───── INPUT DATA
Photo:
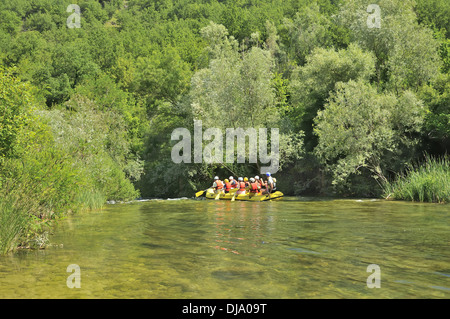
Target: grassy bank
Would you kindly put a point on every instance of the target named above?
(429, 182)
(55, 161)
──────────
───── INPUT DATA
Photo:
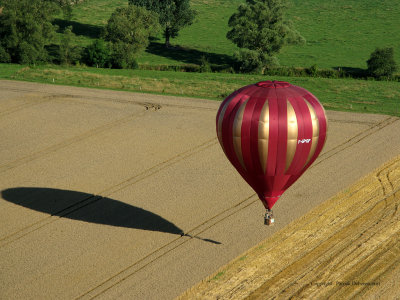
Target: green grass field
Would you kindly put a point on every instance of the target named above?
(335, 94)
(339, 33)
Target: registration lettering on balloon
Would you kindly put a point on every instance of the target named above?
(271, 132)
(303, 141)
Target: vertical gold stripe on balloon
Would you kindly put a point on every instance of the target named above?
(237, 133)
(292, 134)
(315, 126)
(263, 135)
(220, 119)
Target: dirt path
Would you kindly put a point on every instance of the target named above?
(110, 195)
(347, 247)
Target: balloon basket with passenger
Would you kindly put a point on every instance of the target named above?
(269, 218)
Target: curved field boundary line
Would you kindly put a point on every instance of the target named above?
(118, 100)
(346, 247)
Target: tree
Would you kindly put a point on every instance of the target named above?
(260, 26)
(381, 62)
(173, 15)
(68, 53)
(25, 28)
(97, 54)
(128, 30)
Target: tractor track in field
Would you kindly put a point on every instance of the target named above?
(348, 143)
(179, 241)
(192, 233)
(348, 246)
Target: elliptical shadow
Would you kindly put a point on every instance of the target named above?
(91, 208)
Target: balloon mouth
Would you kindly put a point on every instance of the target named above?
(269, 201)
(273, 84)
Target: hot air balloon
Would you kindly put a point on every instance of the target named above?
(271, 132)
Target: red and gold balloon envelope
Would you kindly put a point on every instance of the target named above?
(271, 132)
──────────
## EXERCISE
Answer only with the count of lines in the records that include the string "field".

## SOLVED EXERCISE
3